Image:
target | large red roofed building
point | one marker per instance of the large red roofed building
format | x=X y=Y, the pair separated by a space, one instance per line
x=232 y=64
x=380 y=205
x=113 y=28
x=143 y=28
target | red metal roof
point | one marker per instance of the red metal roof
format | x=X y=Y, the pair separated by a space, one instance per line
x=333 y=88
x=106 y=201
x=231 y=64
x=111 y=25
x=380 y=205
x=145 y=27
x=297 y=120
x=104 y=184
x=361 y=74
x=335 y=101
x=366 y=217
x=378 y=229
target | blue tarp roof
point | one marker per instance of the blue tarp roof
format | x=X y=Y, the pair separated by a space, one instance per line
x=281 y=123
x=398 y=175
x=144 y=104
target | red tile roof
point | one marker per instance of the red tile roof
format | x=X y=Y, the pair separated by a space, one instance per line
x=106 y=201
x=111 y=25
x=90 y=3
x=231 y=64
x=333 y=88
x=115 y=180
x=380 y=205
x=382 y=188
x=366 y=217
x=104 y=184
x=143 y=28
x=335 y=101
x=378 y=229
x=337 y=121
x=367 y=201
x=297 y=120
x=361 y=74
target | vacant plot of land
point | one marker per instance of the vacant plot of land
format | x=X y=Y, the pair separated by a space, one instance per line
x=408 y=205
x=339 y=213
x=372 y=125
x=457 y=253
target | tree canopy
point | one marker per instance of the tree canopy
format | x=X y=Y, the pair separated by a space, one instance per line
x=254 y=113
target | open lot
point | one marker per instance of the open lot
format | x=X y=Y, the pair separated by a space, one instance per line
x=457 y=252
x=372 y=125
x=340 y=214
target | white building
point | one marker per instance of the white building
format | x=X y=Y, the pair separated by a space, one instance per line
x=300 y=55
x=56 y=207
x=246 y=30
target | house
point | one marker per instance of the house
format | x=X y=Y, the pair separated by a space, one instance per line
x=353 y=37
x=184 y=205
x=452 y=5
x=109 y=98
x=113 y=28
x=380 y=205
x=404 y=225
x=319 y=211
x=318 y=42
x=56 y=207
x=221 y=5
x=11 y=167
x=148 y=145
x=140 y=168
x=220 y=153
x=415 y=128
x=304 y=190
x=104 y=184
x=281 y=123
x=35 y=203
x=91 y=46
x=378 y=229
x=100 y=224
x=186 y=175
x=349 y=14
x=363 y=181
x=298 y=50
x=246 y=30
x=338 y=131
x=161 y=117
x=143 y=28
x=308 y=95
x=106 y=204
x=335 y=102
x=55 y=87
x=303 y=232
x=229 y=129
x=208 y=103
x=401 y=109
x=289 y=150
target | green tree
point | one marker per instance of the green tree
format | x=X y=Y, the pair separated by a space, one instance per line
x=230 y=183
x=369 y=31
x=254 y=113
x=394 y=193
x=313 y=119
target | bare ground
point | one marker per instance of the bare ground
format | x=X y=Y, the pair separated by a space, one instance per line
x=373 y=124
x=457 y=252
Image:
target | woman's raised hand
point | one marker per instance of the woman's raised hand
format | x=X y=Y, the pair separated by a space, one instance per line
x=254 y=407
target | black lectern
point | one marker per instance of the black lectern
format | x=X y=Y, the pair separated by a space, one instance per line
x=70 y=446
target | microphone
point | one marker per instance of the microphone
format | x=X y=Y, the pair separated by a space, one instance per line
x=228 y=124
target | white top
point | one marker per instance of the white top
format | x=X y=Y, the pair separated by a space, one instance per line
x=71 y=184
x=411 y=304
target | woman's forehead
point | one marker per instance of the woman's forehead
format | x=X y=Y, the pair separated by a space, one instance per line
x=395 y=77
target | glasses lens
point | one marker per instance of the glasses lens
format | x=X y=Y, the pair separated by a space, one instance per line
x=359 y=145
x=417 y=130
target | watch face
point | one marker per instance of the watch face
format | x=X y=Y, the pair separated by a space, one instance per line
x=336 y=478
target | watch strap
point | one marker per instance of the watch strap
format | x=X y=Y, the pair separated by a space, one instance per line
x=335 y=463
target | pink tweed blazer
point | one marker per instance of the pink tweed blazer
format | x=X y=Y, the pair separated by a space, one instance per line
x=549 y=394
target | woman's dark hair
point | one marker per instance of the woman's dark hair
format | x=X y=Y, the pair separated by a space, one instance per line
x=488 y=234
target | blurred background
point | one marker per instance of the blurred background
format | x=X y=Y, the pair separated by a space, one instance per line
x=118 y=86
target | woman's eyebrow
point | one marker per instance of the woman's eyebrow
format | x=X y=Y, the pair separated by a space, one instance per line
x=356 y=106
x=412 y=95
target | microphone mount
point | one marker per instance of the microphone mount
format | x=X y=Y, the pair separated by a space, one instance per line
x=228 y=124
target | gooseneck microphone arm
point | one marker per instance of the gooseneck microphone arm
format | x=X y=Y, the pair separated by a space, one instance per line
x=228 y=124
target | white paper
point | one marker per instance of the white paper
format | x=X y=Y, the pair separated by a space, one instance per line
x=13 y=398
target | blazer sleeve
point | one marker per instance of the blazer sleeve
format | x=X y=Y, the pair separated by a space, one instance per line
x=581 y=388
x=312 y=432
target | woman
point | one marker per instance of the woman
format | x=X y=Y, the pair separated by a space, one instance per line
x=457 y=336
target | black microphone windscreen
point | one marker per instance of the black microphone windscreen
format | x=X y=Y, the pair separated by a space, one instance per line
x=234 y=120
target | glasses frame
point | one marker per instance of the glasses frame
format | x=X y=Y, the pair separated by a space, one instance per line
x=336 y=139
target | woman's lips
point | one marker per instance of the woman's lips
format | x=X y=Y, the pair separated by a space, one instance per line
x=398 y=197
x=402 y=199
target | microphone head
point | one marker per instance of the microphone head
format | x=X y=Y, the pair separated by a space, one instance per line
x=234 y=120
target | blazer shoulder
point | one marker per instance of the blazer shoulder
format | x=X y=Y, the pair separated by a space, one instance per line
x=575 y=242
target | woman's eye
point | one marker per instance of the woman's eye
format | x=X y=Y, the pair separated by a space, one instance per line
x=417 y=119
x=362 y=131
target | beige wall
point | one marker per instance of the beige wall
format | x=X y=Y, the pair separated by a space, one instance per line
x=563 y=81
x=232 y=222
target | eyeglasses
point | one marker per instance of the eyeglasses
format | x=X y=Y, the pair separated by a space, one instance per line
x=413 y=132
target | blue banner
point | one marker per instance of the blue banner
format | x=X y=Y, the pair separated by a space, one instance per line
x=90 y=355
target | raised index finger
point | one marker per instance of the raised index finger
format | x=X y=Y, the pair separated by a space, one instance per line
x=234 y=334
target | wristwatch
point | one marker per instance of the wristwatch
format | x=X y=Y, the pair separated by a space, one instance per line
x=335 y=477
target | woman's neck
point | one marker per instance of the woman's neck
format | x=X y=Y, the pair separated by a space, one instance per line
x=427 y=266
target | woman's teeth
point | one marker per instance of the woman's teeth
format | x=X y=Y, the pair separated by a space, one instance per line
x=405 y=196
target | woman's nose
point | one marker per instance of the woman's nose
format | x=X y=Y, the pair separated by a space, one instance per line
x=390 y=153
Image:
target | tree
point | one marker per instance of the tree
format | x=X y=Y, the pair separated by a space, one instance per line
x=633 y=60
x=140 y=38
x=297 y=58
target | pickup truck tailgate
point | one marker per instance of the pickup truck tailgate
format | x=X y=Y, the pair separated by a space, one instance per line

- _ABOUT THIS EXERCISE_: Write the listing out again, matching every line exactly.

- _ANSWER BELOW_:
Image:
target | large red roofed building
point | one marker per instance of the large red roofed building
format | x=X y=Y, the pair separated by a space, one instance per line
x=232 y=64
x=380 y=205
x=113 y=28
x=143 y=28
target | red metal roof
point | one marker per instance of the red metal roof
format | x=X y=Y, the pair separated by a space, one instance per line
x=333 y=88
x=106 y=201
x=231 y=64
x=111 y=25
x=380 y=205
x=145 y=27
x=297 y=120
x=104 y=184
x=361 y=74
x=335 y=101
x=366 y=217
x=378 y=229
target | blue tarp roof
point | one marker per instance of the blue tarp roof
format | x=X y=Y, the pair separated by a space, one instance per line
x=281 y=123
x=398 y=175
x=144 y=104
target | red tile roof
point | one marker per instance of the red tile roof
format | x=X y=Y, the pair separated by a space, one instance per line
x=106 y=201
x=111 y=25
x=90 y=3
x=231 y=64
x=333 y=88
x=115 y=180
x=380 y=205
x=382 y=188
x=366 y=217
x=104 y=184
x=143 y=28
x=335 y=101
x=378 y=229
x=337 y=121
x=367 y=201
x=297 y=120
x=361 y=74
target | vacant plot of land
point | one marker per instance of the vacant plot of land
format | x=X y=Y, the pair separated by a space, one instance per line
x=408 y=205
x=339 y=213
x=372 y=125
x=457 y=253
target | tree canopy
point | one marker per instance of the tree canopy
format | x=X y=Y, the pair separated by a space, one instance per line
x=254 y=113
target | open lot
point | one marker per instance of the open lot
format | x=X y=Y, the pair separated by a space, one instance per line
x=457 y=252
x=372 y=125
x=340 y=214
target | white building
point | one marker per instance of the white building
format | x=X y=Y, the pair separated by a space, one instance per line
x=300 y=55
x=56 y=207
x=246 y=30
target | house
point | one marker per instance of the house
format | x=X y=Y, the pair separated by a space, one instance per line
x=353 y=37
x=184 y=205
x=452 y=5
x=109 y=98
x=113 y=28
x=380 y=205
x=404 y=225
x=319 y=211
x=318 y=42
x=56 y=207
x=221 y=5
x=11 y=167
x=148 y=145
x=140 y=168
x=220 y=153
x=415 y=128
x=304 y=190
x=104 y=184
x=281 y=123
x=35 y=203
x=91 y=46
x=378 y=229
x=100 y=224
x=186 y=175
x=349 y=14
x=363 y=181
x=298 y=50
x=246 y=30
x=338 y=131
x=161 y=117
x=143 y=28
x=308 y=95
x=106 y=204
x=335 y=102
x=55 y=87
x=303 y=232
x=229 y=129
x=208 y=103
x=401 y=109
x=289 y=150
target | green tree
point | one marker per instance of the green tree
format | x=X y=Y, the pair separated by a space, one instance per line
x=230 y=183
x=369 y=31
x=254 y=113
x=394 y=193
x=313 y=119
target | bare ground
point | one marker per instance of the bare ground
format | x=X y=Y, the pair separated by a space, one instance per line
x=373 y=124
x=457 y=252
Image:
target | woman's raised hand
point | one marker per instance of the woman's raised hand
format | x=X y=Y, the pair separated by a space, one instance per line
x=254 y=407
target | black lectern
point | one marker per instance of the black lectern
format | x=X y=Y, the pair separated by a space, one instance per line
x=70 y=446
target | microphone
point | one marker per instance of the microphone
format | x=X y=Y, the pair separated by a space, one instance per line
x=228 y=124
target | white top
point | one marker per instance of the white top
format | x=X y=Y, the pair separated by a space, one instance per line
x=71 y=184
x=411 y=304
target | woman's forehead
point | one marker per instance of the woman's forehead
format | x=X y=Y, the pair separated by a space, one instance per line
x=395 y=77
target | glasses lens
point | one marker per instance of the glasses lens
format | x=X y=Y, the pair separated by a space, one instance per line
x=359 y=145
x=417 y=130
target | watch face
point | one marker per instance of the watch face
format | x=X y=Y, the pair separated by a space, one instance per line
x=336 y=478
target | watch strap
point | one marker per instance of the watch strap
format | x=X y=Y, the pair separated by a space, one instance per line
x=335 y=463
target | pink tweed blazer
point | one marker per instance of the pink tweed blazer
format | x=X y=Y, the pair separated by a space, one instance per line
x=549 y=394
target | woman's dark hair
point | one marker per instance of the woman's dark hair
format | x=X y=Y, the pair separated by a space, one instance per line
x=488 y=234
target | blurred background
point | one marker per instance of the blurred background
format | x=X y=Y, the pair separated by a space, one instance per line
x=118 y=86
target | woman's eyebrow
point | one marker per instance of the woman's eyebrow
format | x=X y=Y, the pair separated by a space, one instance per line
x=356 y=106
x=412 y=95
target | microphone mount
point | one marker per instance of the microphone mount
format | x=X y=Y, the pair separated by a space, one instance per line
x=228 y=124
target | gooseneck microphone arm
point | one marker per instance of the gooseneck microphone arm
format | x=X y=Y, the pair separated by a space, one instance per line
x=228 y=124
target | white paper
point | one marker per instance of the white paper
format | x=X y=Y, the pair separated by a space, one instance per line
x=13 y=398
target | blazer sleeve
point | one marker per instance of the blazer sleeve
format | x=X y=Y, the pair separated by a space, one instance per line
x=581 y=388
x=312 y=432
target | woman
point | one marker per instance of the woman
format | x=X y=Y, the pair separated by a space, one instance per line
x=457 y=336
target | black microphone windscreen
point | one marker per instance of the black microphone windscreen
format | x=X y=Y, the pair separated by a space, one instance per line
x=234 y=120
target | glasses frame
point | one marker per instance of the glasses frame
format | x=X y=Y, the pair separated by a space, one instance per line
x=336 y=139
target | woman's lips
point | one marker per instance of the woman's lips
format | x=X y=Y, the pair separated by a space, one instance per line
x=398 y=197
x=402 y=199
target | microphone head
point | one marker per instance of the microphone head
format | x=X y=Y, the pair separated by a space, one instance per line
x=234 y=120
target | blazer shoulder
point | one marker per instance of the blazer shoulder
format | x=X y=Y, the pair separated by a space, one instance per line
x=575 y=242
target | woman's eye
point | one marker per instance of the woman's eye
format | x=X y=Y, the pair separated by a space, one instance per line
x=417 y=119
x=362 y=131
target | beige wall
point | one marker per instance of the beige wall
format | x=X y=Y, the pair separated by a space, one instance per line
x=563 y=81
x=232 y=222
target | eyeglasses
point | one marker per instance of the eyeglasses
format | x=X y=Y, the pair separated by a space, one instance per line
x=413 y=132
target | blue banner
point | one marker per instance of the blue banner
format | x=X y=Y, the pair separated by a space, one instance per line
x=90 y=355
target | raised index finger
point | one marker per instance of the raised index finger
format | x=X y=Y, the pair separated by a space, one instance per line
x=234 y=334
target | wristwatch
point | one marker per instance of the wristwatch
format | x=X y=Y, the pair separated by a space, one instance per line
x=335 y=477
target | woman's neck
point | one marker per instance of the woman's neck
format | x=X y=Y, the pair separated by a space, one instance per line
x=427 y=266
target | woman's teeth
point | one marker per instance of the woman's teeth
format | x=X y=Y, the pair separated by a space, one instance per line
x=405 y=196
target | woman's nose
point | one marker per instance of the woman's nose
format | x=X y=Y, the pair separated by a space, one instance per line
x=390 y=153
Image:
target | tree
point | one marker per instance of the tree
format | x=X y=Y, the pair separated by a space, one instance per line
x=633 y=60
x=140 y=38
x=297 y=58
target | pickup truck tailgate
point | one marker per instance of the pickup truck tailgate
format | x=X y=Y, the pair separated by a space, one instance per line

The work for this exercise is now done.